- PROVIDED MATERIAL
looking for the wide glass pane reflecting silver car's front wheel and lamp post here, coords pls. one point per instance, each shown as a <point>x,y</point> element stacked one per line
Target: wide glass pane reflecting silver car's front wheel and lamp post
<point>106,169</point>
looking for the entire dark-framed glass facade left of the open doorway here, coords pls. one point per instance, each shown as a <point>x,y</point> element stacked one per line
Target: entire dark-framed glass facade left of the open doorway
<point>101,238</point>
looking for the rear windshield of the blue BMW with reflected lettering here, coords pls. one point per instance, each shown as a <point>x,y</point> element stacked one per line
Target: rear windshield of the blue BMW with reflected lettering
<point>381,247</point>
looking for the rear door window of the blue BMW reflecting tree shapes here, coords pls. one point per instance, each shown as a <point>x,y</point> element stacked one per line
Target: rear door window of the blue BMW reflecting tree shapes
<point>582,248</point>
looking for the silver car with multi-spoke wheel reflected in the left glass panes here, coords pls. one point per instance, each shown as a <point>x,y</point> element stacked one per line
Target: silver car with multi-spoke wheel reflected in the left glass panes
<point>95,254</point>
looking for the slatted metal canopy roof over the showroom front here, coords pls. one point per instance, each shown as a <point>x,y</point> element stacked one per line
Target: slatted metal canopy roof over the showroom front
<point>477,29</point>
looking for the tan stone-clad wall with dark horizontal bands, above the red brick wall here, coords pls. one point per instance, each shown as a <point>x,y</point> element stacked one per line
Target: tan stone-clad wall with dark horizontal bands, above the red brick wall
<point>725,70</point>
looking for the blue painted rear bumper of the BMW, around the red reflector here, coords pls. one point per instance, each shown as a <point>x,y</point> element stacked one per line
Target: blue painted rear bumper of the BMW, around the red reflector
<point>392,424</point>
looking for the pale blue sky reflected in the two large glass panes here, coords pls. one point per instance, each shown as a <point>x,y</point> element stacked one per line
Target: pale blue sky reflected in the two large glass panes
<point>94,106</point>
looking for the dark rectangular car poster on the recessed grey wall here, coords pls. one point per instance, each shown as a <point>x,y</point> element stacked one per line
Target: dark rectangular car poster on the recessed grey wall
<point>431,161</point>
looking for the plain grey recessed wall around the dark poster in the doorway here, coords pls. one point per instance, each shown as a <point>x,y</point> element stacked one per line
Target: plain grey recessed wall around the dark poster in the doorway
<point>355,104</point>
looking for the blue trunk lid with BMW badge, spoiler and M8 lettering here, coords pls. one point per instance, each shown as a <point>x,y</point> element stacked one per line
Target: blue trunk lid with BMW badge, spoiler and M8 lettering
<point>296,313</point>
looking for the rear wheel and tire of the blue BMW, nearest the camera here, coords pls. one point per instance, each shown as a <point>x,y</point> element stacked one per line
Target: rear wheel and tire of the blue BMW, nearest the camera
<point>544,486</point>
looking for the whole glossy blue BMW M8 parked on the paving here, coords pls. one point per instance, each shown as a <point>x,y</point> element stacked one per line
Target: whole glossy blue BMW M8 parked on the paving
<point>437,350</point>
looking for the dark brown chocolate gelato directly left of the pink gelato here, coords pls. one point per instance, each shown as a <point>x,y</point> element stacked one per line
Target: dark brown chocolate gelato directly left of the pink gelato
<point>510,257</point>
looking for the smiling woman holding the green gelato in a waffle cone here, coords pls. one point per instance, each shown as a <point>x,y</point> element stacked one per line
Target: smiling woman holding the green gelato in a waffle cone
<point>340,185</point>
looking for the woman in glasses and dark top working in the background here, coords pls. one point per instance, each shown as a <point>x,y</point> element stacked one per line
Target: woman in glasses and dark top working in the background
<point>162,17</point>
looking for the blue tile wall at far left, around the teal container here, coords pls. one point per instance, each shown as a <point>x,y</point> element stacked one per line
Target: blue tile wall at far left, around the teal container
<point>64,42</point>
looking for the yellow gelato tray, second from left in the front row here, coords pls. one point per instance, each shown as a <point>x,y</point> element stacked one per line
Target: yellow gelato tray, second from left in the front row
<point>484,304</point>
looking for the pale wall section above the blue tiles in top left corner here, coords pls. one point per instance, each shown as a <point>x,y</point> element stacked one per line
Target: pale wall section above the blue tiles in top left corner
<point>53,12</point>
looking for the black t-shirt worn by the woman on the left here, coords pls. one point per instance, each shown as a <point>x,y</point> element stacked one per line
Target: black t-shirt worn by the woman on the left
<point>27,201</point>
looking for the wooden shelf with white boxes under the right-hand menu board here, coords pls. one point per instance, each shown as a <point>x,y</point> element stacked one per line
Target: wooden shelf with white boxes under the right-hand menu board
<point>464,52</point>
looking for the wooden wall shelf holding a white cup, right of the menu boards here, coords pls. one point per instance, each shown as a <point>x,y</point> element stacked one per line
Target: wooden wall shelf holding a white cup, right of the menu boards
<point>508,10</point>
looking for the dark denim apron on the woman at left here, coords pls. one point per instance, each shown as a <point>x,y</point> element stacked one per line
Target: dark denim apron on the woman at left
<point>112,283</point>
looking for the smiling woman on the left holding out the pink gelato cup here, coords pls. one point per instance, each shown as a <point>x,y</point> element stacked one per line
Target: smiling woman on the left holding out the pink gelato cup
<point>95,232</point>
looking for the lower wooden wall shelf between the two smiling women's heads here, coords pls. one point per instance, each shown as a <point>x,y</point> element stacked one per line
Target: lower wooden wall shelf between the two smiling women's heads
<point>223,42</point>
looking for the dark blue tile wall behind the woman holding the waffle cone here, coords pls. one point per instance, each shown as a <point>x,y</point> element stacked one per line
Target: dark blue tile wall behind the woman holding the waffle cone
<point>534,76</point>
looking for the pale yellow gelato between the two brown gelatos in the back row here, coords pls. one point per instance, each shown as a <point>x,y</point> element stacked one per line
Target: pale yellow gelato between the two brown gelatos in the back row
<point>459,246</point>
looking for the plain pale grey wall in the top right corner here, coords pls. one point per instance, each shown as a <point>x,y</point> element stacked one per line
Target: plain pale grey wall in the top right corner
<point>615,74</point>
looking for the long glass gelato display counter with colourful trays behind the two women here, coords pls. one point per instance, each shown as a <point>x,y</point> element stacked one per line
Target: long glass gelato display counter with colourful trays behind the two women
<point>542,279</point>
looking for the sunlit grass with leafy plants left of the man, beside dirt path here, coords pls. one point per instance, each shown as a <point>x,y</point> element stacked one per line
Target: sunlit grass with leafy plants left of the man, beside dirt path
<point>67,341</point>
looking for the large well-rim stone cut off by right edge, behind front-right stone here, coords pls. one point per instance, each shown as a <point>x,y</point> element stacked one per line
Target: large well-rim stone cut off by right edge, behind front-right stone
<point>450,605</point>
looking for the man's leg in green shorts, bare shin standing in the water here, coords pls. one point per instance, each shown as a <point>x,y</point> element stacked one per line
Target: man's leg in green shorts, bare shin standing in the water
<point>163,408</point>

- REQUIREMENT
Without any alteration, repeat the entire listing.

- WRITTEN RESPONSE
looking for the wide glass pane reflecting silver car's front wheel and lamp post here, coords pls. one point per instance, each shown as a <point>x,y</point> element stacked one per line
Target: wide glass pane reflecting silver car's front wheel and lamp post
<point>106,169</point>
looking for the entire dark-framed glass facade left of the open doorway here, coords pls. one point per instance, each shown as a <point>x,y</point> element stacked one per line
Target: entire dark-framed glass facade left of the open doorway
<point>101,238</point>
looking for the rear windshield of the blue BMW with reflected lettering here, coords pls. one point per instance, each shown as a <point>x,y</point> element stacked one per line
Target: rear windshield of the blue BMW with reflected lettering
<point>381,247</point>
looking for the rear door window of the blue BMW reflecting tree shapes here, coords pls. one point per instance, each shown as a <point>x,y</point> element stacked one per line
Target: rear door window of the blue BMW reflecting tree shapes
<point>582,248</point>
looking for the silver car with multi-spoke wheel reflected in the left glass panes here, coords pls. one point per instance, each shown as a <point>x,y</point> element stacked one per line
Target: silver car with multi-spoke wheel reflected in the left glass panes
<point>95,254</point>
looking for the slatted metal canopy roof over the showroom front here, coords pls. one point per instance, each shown as a <point>x,y</point> element stacked one per line
Target: slatted metal canopy roof over the showroom front
<point>477,29</point>
looking for the tan stone-clad wall with dark horizontal bands, above the red brick wall here, coords pls. one point per instance, each shown as a <point>x,y</point> element stacked one per line
Target: tan stone-clad wall with dark horizontal bands, above the red brick wall
<point>725,70</point>
looking for the blue painted rear bumper of the BMW, around the red reflector here, coords pls. one point per instance, each shown as a <point>x,y</point> element stacked one per line
Target: blue painted rear bumper of the BMW, around the red reflector
<point>392,424</point>
looking for the pale blue sky reflected in the two large glass panes here, coords pls. one point per instance, each shown as a <point>x,y</point> element stacked one per line
Target: pale blue sky reflected in the two large glass panes
<point>94,106</point>
looking for the dark rectangular car poster on the recessed grey wall here, coords pls. one point per instance, each shown as a <point>x,y</point> element stacked one per line
Target: dark rectangular car poster on the recessed grey wall
<point>431,161</point>
looking for the plain grey recessed wall around the dark poster in the doorway here, coords pls. one point per instance, each shown as a <point>x,y</point> element stacked one per line
Target: plain grey recessed wall around the dark poster in the doorway
<point>355,104</point>
looking for the blue trunk lid with BMW badge, spoiler and M8 lettering here, coords pls. one point per instance, each shown as a <point>x,y</point> element stacked one per line
Target: blue trunk lid with BMW badge, spoiler and M8 lettering
<point>296,313</point>
looking for the rear wheel and tire of the blue BMW, nearest the camera here, coords pls. one point per instance, each shown as a <point>x,y</point> element stacked one per line
Target: rear wheel and tire of the blue BMW, nearest the camera
<point>544,486</point>
looking for the whole glossy blue BMW M8 parked on the paving here, coords pls. one point per instance, each shown as a <point>x,y</point> element stacked one per line
Target: whole glossy blue BMW M8 parked on the paving
<point>437,350</point>
looking for the dark brown chocolate gelato directly left of the pink gelato here, coords pls. one point per instance, each shown as a <point>x,y</point> element stacked one per line
Target: dark brown chocolate gelato directly left of the pink gelato
<point>510,257</point>
looking for the smiling woman holding the green gelato in a waffle cone here, coords pls. one point per instance, each shown as a <point>x,y</point> element stacked one per line
Target: smiling woman holding the green gelato in a waffle cone
<point>340,185</point>
looking for the woman in glasses and dark top working in the background here, coords pls. one point per instance, each shown as a <point>x,y</point> element stacked one per line
Target: woman in glasses and dark top working in the background
<point>162,17</point>
looking for the blue tile wall at far left, around the teal container here, coords pls. one point per instance, each shown as a <point>x,y</point> element stacked one per line
Target: blue tile wall at far left, around the teal container
<point>64,42</point>
looking for the yellow gelato tray, second from left in the front row here, coords pls. one point per instance, each shown as a <point>x,y</point> element stacked one per line
Target: yellow gelato tray, second from left in the front row
<point>484,304</point>
looking for the pale wall section above the blue tiles in top left corner here, coords pls. one point per instance, each shown as a <point>x,y</point> element stacked one per line
Target: pale wall section above the blue tiles in top left corner
<point>53,12</point>
looking for the black t-shirt worn by the woman on the left here, coords pls. one point per instance, each shown as a <point>x,y</point> element stacked one per line
Target: black t-shirt worn by the woman on the left
<point>27,201</point>
looking for the wooden shelf with white boxes under the right-hand menu board here, coords pls. one point per instance, each shown as a <point>x,y</point> element stacked one per line
Target: wooden shelf with white boxes under the right-hand menu board
<point>464,52</point>
looking for the wooden wall shelf holding a white cup, right of the menu boards here, coords pls. one point per instance, each shown as a <point>x,y</point> element stacked one per line
Target: wooden wall shelf holding a white cup, right of the menu boards
<point>508,10</point>
looking for the dark denim apron on the woman at left here, coords pls. one point per instance, each shown as a <point>x,y</point> element stacked one per line
Target: dark denim apron on the woman at left
<point>112,283</point>
looking for the smiling woman on the left holding out the pink gelato cup here, coords pls. one point per instance, each shown as a <point>x,y</point> element stacked one per line
Target: smiling woman on the left holding out the pink gelato cup
<point>95,232</point>
looking for the lower wooden wall shelf between the two smiling women's heads here, coords pls. one point per instance, each shown as a <point>x,y</point> element stacked one per line
Target: lower wooden wall shelf between the two smiling women's heads
<point>223,42</point>
looking for the dark blue tile wall behind the woman holding the waffle cone here, coords pls. one point per instance, each shown as a <point>x,y</point> element stacked one per line
Target: dark blue tile wall behind the woman holding the waffle cone
<point>534,76</point>
looking for the pale yellow gelato between the two brown gelatos in the back row here, coords pls. one point per instance, each shown as a <point>x,y</point> element stacked one per line
Target: pale yellow gelato between the two brown gelatos in the back row
<point>459,246</point>
looking for the plain pale grey wall in the top right corner here, coords pls. one point per instance, each shown as a <point>x,y</point> element stacked one per line
Target: plain pale grey wall in the top right corner
<point>615,74</point>
looking for the long glass gelato display counter with colourful trays behind the two women here, coords pls. one point per instance, each shown as a <point>x,y</point> element stacked one per line
Target: long glass gelato display counter with colourful trays behind the two women
<point>542,279</point>
looking for the sunlit grass with leafy plants left of the man, beside dirt path here, coords pls. one point per instance, each shown as a <point>x,y</point> element stacked one per line
Target: sunlit grass with leafy plants left of the man, beside dirt path
<point>67,341</point>
looking for the large well-rim stone cut off by right edge, behind front-right stone here, coords pls. one point per instance, each shown as a <point>x,y</point> element stacked one per line
Target: large well-rim stone cut off by right edge, behind front-right stone
<point>450,605</point>
looking for the man's leg in green shorts, bare shin standing in the water here, coords pls. one point per instance, each shown as a <point>x,y</point> element stacked one per line
Target: man's leg in green shorts, bare shin standing in the water
<point>163,408</point>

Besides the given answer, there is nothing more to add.